■ **TASK**:
Turn every line of the items below into a Markdown table with the columns "Row" and "Line", one numbered row per line. Leave out blank lines and the pictures.
* START *
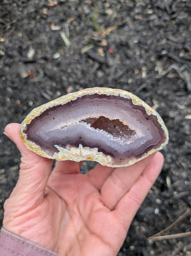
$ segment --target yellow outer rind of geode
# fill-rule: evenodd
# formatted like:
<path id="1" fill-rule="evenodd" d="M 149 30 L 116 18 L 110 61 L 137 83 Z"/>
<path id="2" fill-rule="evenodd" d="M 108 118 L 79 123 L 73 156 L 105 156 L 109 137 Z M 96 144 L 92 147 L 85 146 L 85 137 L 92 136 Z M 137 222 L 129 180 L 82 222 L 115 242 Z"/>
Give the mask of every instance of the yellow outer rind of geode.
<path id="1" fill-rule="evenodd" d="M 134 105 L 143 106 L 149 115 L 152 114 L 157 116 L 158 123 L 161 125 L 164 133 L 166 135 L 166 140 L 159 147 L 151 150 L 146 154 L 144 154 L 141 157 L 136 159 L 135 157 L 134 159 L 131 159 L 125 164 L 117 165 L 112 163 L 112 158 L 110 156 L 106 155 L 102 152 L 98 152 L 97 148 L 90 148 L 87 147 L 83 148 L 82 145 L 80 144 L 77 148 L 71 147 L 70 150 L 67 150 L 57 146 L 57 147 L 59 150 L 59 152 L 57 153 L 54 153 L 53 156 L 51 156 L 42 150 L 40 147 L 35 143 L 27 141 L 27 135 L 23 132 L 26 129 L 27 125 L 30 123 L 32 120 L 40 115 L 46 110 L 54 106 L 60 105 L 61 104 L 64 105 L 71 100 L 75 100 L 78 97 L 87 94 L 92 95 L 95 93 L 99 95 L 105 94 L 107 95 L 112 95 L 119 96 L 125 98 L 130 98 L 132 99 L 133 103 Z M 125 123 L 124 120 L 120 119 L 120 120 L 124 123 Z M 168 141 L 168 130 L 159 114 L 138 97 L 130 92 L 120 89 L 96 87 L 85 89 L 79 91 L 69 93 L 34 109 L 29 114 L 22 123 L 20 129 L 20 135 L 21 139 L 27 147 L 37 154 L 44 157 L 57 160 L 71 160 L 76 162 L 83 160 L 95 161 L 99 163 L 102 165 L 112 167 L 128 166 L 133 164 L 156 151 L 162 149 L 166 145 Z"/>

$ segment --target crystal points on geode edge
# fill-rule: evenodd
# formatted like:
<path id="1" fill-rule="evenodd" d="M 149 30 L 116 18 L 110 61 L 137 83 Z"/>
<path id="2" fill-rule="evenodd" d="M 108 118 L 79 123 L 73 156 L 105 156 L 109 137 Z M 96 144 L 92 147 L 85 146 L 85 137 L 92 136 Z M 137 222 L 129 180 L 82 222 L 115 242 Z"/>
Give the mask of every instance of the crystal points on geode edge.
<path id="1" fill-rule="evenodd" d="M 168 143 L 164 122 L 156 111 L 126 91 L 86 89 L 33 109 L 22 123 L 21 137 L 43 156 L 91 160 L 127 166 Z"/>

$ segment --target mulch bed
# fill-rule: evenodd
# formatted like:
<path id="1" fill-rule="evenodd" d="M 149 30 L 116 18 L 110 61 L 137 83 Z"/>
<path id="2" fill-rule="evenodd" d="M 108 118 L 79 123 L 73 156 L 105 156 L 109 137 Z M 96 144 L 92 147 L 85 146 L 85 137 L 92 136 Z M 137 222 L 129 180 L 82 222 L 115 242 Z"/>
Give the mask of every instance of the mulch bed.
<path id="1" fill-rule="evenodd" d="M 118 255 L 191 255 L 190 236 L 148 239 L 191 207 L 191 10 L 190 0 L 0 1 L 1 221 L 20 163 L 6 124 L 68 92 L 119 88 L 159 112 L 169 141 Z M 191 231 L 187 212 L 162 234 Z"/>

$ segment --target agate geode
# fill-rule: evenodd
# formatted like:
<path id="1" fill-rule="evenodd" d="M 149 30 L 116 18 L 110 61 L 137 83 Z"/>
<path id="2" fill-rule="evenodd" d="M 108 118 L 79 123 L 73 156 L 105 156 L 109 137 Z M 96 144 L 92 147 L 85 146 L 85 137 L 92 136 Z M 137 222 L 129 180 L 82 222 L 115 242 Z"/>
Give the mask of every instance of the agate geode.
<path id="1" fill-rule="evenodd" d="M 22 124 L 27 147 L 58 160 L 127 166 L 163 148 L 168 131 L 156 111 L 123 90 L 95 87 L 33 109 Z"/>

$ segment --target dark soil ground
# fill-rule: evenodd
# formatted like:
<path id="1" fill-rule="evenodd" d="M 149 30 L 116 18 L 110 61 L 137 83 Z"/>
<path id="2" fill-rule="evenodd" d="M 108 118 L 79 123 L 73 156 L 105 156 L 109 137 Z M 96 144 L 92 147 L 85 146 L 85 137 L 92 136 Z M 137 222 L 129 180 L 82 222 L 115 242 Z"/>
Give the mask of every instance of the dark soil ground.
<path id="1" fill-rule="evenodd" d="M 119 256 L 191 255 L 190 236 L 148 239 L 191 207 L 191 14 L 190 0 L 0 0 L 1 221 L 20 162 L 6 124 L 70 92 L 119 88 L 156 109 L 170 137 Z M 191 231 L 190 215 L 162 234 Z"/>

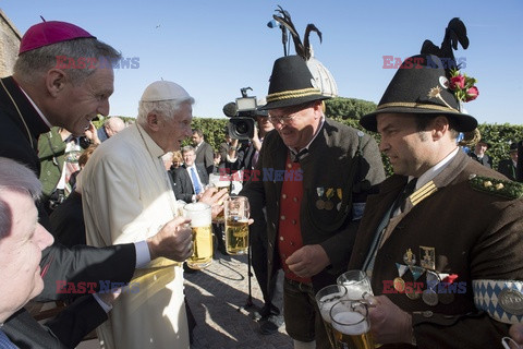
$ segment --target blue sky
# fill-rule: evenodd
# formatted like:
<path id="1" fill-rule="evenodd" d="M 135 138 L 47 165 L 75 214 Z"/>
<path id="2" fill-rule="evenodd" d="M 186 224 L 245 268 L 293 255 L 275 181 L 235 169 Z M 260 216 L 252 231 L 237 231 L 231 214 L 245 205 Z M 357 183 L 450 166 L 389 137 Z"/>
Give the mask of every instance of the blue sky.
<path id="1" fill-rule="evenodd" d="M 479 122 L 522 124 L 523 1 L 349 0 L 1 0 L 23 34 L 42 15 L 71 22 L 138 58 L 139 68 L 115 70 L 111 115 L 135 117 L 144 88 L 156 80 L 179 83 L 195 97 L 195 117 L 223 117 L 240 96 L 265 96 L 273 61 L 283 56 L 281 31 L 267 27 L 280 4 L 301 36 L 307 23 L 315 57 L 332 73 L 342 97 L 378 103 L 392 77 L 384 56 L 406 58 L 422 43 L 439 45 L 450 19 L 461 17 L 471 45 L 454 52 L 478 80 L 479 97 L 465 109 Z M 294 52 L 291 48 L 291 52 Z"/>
* END *
■ **PROBLEM SOLUTION**:
| Row | Line |
|---|---|
| 1 | $ segment --target yellow outer rind of geode |
| 2 | # fill-rule: evenodd |
| 3 | # formatted like: |
| 4 | <path id="1" fill-rule="evenodd" d="M 149 30 L 116 18 L 110 61 L 137 83 Z"/> |
| 5 | <path id="2" fill-rule="evenodd" d="M 108 118 L 79 123 L 73 156 L 105 156 L 109 137 Z M 96 144 L 92 147 L 85 146 L 85 137 L 92 136 Z M 137 222 L 129 180 L 82 222 L 115 242 Z"/> |
| 6 | Give the mask of every instance of the yellow outer rind of geode. |
| 7 | <path id="1" fill-rule="evenodd" d="M 134 105 L 143 106 L 149 115 L 152 114 L 157 116 L 158 123 L 161 125 L 164 133 L 166 135 L 166 140 L 159 147 L 151 150 L 146 154 L 144 154 L 141 157 L 136 159 L 135 157 L 134 159 L 131 159 L 125 164 L 117 165 L 112 163 L 112 158 L 110 156 L 106 155 L 102 152 L 98 152 L 97 148 L 90 148 L 87 147 L 83 148 L 82 145 L 80 144 L 77 148 L 71 147 L 70 150 L 67 150 L 57 146 L 57 147 L 59 150 L 59 152 L 57 153 L 54 153 L 53 156 L 51 156 L 42 150 L 40 147 L 35 143 L 27 141 L 27 135 L 23 132 L 26 129 L 27 125 L 30 123 L 32 120 L 40 115 L 46 110 L 54 106 L 60 105 L 61 104 L 64 105 L 71 100 L 75 100 L 78 97 L 87 94 L 92 95 L 95 93 L 99 95 L 105 94 L 107 95 L 112 95 L 119 96 L 125 98 L 130 98 L 132 99 L 133 103 Z M 125 123 L 124 120 L 120 119 L 120 120 L 124 123 Z M 168 141 L 168 130 L 159 114 L 138 97 L 130 92 L 120 89 L 96 87 L 85 89 L 79 91 L 69 93 L 34 109 L 29 114 L 22 123 L 20 129 L 20 135 L 21 139 L 27 147 L 37 154 L 44 157 L 57 160 L 71 160 L 76 162 L 83 160 L 95 161 L 99 163 L 102 165 L 112 167 L 128 166 L 133 164 L 156 151 L 162 149 L 166 145 Z"/> |
| 8 | $ segment --target crystal points on geode edge |
| 9 | # fill-rule: evenodd |
| 10 | # formatted like: |
| 11 | <path id="1" fill-rule="evenodd" d="M 149 30 L 116 18 L 110 61 L 137 83 Z"/> |
| 12 | <path id="2" fill-rule="evenodd" d="M 108 118 L 79 123 L 73 156 L 105 156 L 109 137 Z M 96 144 L 92 147 L 85 146 L 85 137 L 92 136 Z M 137 222 L 129 180 L 82 222 L 115 242 Z"/> |
| 13 | Give the mask of every instance of the crystal points on geode edge. |
| 14 | <path id="1" fill-rule="evenodd" d="M 168 143 L 164 122 L 156 111 L 126 91 L 86 89 L 33 109 L 22 123 L 21 137 L 43 156 L 91 160 L 127 166 Z"/> |
| 15 | $ segment --target mulch bed |
| 16 | # fill-rule: evenodd |
| 17 | # formatted like: |
| 18 | <path id="1" fill-rule="evenodd" d="M 149 30 L 116 18 L 110 61 L 137 83 Z"/> |
| 19 | <path id="2" fill-rule="evenodd" d="M 108 118 L 79 123 L 73 156 L 105 156 L 109 137 Z M 96 144 L 92 147 L 85 146 L 85 137 L 92 136 Z M 137 222 L 129 180 L 82 222 L 115 242 Z"/> |
| 20 | Give the mask of every instance of the mulch bed. |
| 21 | <path id="1" fill-rule="evenodd" d="M 118 255 L 191 255 L 190 236 L 148 239 L 191 207 L 191 10 L 190 0 L 0 1 L 1 221 L 20 163 L 6 124 L 68 92 L 119 88 L 159 112 L 169 141 Z M 191 231 L 187 212 L 162 234 Z"/> |
| 22 | $ segment --target agate geode |
| 23 | # fill-rule: evenodd |
| 24 | # formatted like: |
| 25 | <path id="1" fill-rule="evenodd" d="M 149 30 L 116 18 L 110 61 L 137 83 Z"/> |
| 26 | <path id="2" fill-rule="evenodd" d="M 108 118 L 79 123 L 73 156 L 105 156 L 109 137 Z M 96 144 L 92 147 L 85 146 L 85 137 L 92 136 Z M 137 222 L 129 180 L 82 222 L 115 242 Z"/> |
| 27 | Give the mask of every instance of the agate geode. |
| 28 | <path id="1" fill-rule="evenodd" d="M 22 124 L 27 147 L 58 160 L 127 166 L 163 148 L 168 131 L 156 111 L 123 90 L 95 87 L 33 109 Z"/> |
| 29 | $ segment --target dark soil ground |
| 30 | # fill-rule: evenodd |
| 31 | # formatted like: |
| 32 | <path id="1" fill-rule="evenodd" d="M 149 30 L 116 18 L 110 61 L 137 83 Z"/> |
| 33 | <path id="2" fill-rule="evenodd" d="M 108 118 L 79 123 L 73 156 L 105 156 L 109 137 Z M 96 144 L 92 147 L 85 146 L 85 137 L 92 136 Z M 137 222 L 129 180 L 82 222 L 115 242 Z"/> |
| 34 | Give the mask of every instance of the dark soil ground. |
| 35 | <path id="1" fill-rule="evenodd" d="M 119 256 L 191 255 L 190 236 L 148 239 L 191 207 L 191 14 L 190 0 L 0 0 L 1 221 L 20 162 L 6 124 L 70 92 L 119 88 L 156 109 L 170 137 Z M 191 231 L 190 215 L 162 234 Z"/> |
| 36 | $ segment --target blue sky |
| 37 | # fill-rule: evenodd |
| 38 | # formatted like: |
| 39 | <path id="1" fill-rule="evenodd" d="M 135 138 L 47 165 L 75 214 Z"/> |
| 40 | <path id="2" fill-rule="evenodd" d="M 186 224 L 245 268 L 293 255 L 275 181 L 235 169 Z M 260 216 L 252 231 L 237 231 L 231 214 L 245 205 Z M 357 183 L 450 166 L 389 137 Z"/> |
| 41 | Give the mask of every instance of the blue sky. |
| 42 | <path id="1" fill-rule="evenodd" d="M 479 122 L 522 124 L 523 1 L 349 0 L 1 0 L 23 34 L 42 15 L 71 22 L 138 58 L 139 68 L 115 70 L 111 115 L 135 117 L 144 88 L 156 80 L 179 83 L 195 97 L 195 117 L 223 117 L 240 96 L 265 96 L 273 61 L 283 56 L 281 31 L 267 27 L 280 4 L 301 36 L 307 23 L 315 57 L 332 73 L 342 97 L 378 103 L 392 77 L 384 56 L 406 58 L 422 43 L 439 45 L 450 19 L 461 17 L 471 45 L 454 52 L 478 80 L 479 97 L 465 109 Z M 294 52 L 291 48 L 291 52 Z"/> |